╭─ TRECHO DO DOCUMENTO

Desiludidos e fatigados, os afegãos comuns se impressionaram com a pureza de propósitos, a retidão e a coragem daqueles jovens exóticos. E aderiram a seu projeto de reunificar o país sob o jugo do Islã com a fé messiânica que caracteriza o desespero. O avanço militar fulminante desses estudantes destreinados e desordenados parecia comprovar um desígnio divino. Muitos milicianos inimigos se renderam sem lutar e se juntaram aos taleban. As quatro principais cidades afegãs caíram como peças de dominó: Kandahar, ao sul, em 1994; Herat, a oeste, em 95; Cabul, no centro-leste, em 96; e finalmente Mazar-i-Sharif, ao norte, em 97.
Taleban e afegãos eram estranhos uns para os outros. Conforme consolidavam o domínio sobre o país, os taleban iam mostrando quem eram e a que vinham. Em princípio, o rigor com que impunham os preceitos islâmicos, o tratamento implacável reservado aos opositores, criminosos e violadores desses preceitos, foram recebidos com resignação pela população, como o preço a pagar para restituir a ordem e a decência ao país, depois de duas décadas e meia de violência e desatino: em duas passagens nunca esquecidas, que marcaram o início do movimento taleban, o mulá Mohammad Omar, liderando um pequeno grupo de seminaristas, salvou uma adolescente e um rapaz da sevícia por milicianos ensandecidos. Histórias como essa, de bravura e piedade, espalharam-se pelo país.
Mas não demorou muito para que os afegãos se dessem conta da natureza daquele regime. A primeira providência dos novos governantes foi retirar as mulheres do convívio social, não tanto por razões religiosas — que sem dúvida legitimaram a medida. Mas porque simplesmente não sabiam o que fazer com as mulheres, como lidar com elas. Muitos taleban não experimentaram convívio com a mãe ou irmãs. Nas madrassas, a ala masculina é hermeticamente separada da feminina — quando ela existe.
As mulheres são para os taleban seres misteriosos, que representam a ameaça do desconhecido. Foram expulsas das scolas e dos locais de trabalho, obrigadas a vestir a burka, que as cobre completamente, e a confinar-se no interior das casas. Da vida nas madrassas, muitos talebans trouxeram a prática do homossexualismo entre mestres e pupilos, reproduzido nos acampamentos dos milicianos e estendido à vida à paisana. O sexo com a mulher se restringe à reprodução. O prazer se dá entre homens.
Assim como as mulheres, as crianças desapareceram das ruas. Os meninos se dedicam integralmente aos árduos estudos religiosos; as meninas, ao confinamento doméstico. É proibido brincar. Os esportes foram inicialmente banidos. Depois, o regime autorizou o críquete, esporte nacional, e o futebol, mas sob limites e vigilância estrita. Há regras sobre como torcer.
Quando o jogador avança, deve-se gritar “Deus é grande” ou interjeição religiosa equivalente.
A televisão também foi banida, com base na interdição corânica ao uso da imagem. A única emissora de rádio era a Sharia (lei islâmica), dos taleban, que só levava ao ar notícias filtradas pelo regime, pregações e orações, antes de ter suas antenas transmissoras destruídas pelos bombardeios americanos. É proibido ouvir música, dançar, fazer festa — em síntese, divertir-se. Circulam no país tablóides sem ilustrações, com as mensagens do governo.

╰─

## REQUISITOS DO EXERCÍCIO
Prossiga o texto sobre o domínio taleban no Afeganistão, começando logo após a última frase.

╭─ INFORMAÇÕES FORNECIDAS

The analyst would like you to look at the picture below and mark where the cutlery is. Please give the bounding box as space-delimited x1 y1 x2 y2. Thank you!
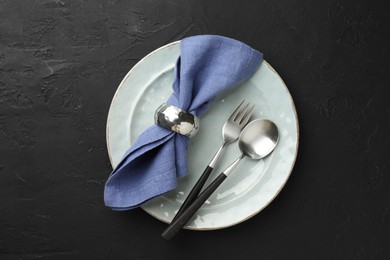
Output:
171 100 254 222
162 119 279 240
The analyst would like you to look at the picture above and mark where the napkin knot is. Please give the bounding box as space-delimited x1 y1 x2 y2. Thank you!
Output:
104 35 263 210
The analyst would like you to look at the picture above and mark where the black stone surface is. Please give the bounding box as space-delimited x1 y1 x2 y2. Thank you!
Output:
0 0 390 259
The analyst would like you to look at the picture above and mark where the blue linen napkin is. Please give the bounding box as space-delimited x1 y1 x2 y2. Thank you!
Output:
104 35 263 210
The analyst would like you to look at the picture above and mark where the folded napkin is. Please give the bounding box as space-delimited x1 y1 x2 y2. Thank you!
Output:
104 35 263 210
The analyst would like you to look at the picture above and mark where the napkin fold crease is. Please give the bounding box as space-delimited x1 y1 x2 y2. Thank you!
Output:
104 35 263 210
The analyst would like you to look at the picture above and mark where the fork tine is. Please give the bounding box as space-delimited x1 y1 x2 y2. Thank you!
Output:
234 103 249 123
228 100 245 120
240 105 255 125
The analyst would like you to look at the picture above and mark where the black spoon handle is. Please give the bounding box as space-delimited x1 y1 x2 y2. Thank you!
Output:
161 173 227 240
171 166 213 222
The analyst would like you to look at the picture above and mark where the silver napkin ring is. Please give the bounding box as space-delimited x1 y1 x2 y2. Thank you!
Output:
154 104 199 137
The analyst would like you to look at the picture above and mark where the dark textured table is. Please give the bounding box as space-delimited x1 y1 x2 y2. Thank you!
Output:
0 0 390 259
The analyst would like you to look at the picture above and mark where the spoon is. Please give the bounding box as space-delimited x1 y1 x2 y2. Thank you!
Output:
161 119 279 240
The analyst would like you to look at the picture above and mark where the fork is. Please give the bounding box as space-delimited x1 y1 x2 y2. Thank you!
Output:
162 100 255 234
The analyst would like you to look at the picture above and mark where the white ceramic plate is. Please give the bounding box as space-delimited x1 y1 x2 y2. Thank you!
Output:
107 42 298 230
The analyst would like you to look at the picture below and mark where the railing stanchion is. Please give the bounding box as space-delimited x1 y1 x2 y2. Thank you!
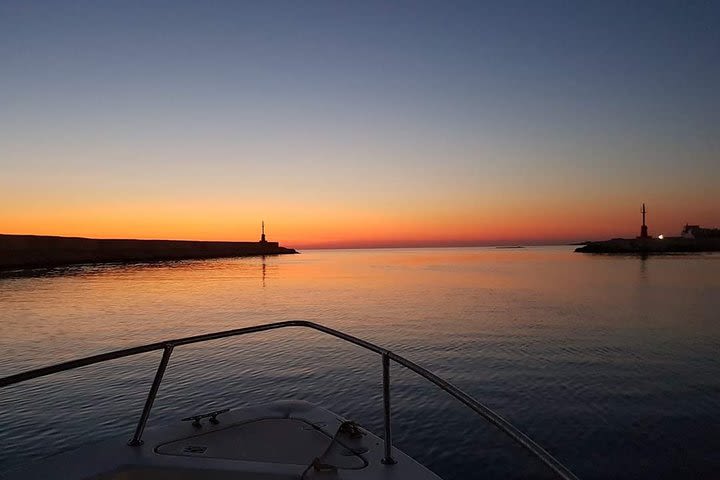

╰─

## RESPOSTA DA TAREFA
Os taleban reproduziram no Afeganistão o isolamento que viveram nas madrassas, repudiando as informações sobre o mundo exterior como fúteis distrações de sua elevada missão. Só recentemente, quando os EUA lhes declararam guerra, os taleban se deram o trabalho de instalar uma antena parabólica no quartel-general do regime em Kandahar, para ouvir o que o mundo estava falando deles. E autorizaram que a emissora Al-Jazeera, do Catar, mantivesse uma equipe no país para transmitir suas mensagens ao mundo.
A utopia taleban significou um rolo compressor sobre a cultura e a sociedade afegãs. O Afeganistão é uma nação de 20 tribos, que são conjuntos de clãs ou grandes unidades familiares, resultantes da prática milenar de casamento entre primos. Cada clã tem seu líder; cada tribo, seus costumes. O Emirado Islâmico do Afeganistão, que os taleban fundaram com inspiração naquele criado por Maomé, é um projeto de homogeneização do país sob a regra única da Sharia. Nele, não cabem as idiossincrasias tribais, suas festas sazonais, seus tambores, suas danças, suas formas de celebrar a vida.
Na repressão à cultura tribal e no rebaixamento do poder dos chefes de clãs, pode estar a semente da dissolução do regime. Na própria cúpula dos taleban, os laços familiares estão esmaecidos, mas não totalmente esquecidos. O mulá Mohammad Omar pertence ao clã Guilzei, do qual por sinal era um obscuro membro, na condição de sacerdote e diretor de uma madrassa no vilarejo de Singesar, perto de Kandahar, antes de se juntar ao movimento taleban, destacar-se na jihad e tornar-se líder supremo do regime. Já o número dois dos taleban, Mohammad Wuaqil Muthawaqal, ministro das Relações Exteriores, é membro do clã Durrani, que, no passado, guerreou com os Guilzeis na disputa de terras da região de Kandahar.
Com a instalação dos taleban no poder, essa diferença de clãs passou a servir de rótulo para uma distinção de fundo ideológico. A facção do mulá Omar, considerada de linha dura, cultiva laços estreitos com os grupos árabes que se instalaram no Afeganistão nos anos 80 para ajudar a expulsar o invasor soviético. Uma de suas filhas é casada com o saudita Osama bin Laden. Já os Durranis são identificados como mais moderados e inconformados com o fato de o Afeganistão ter-se tornado um santuário do terrorismo árabe.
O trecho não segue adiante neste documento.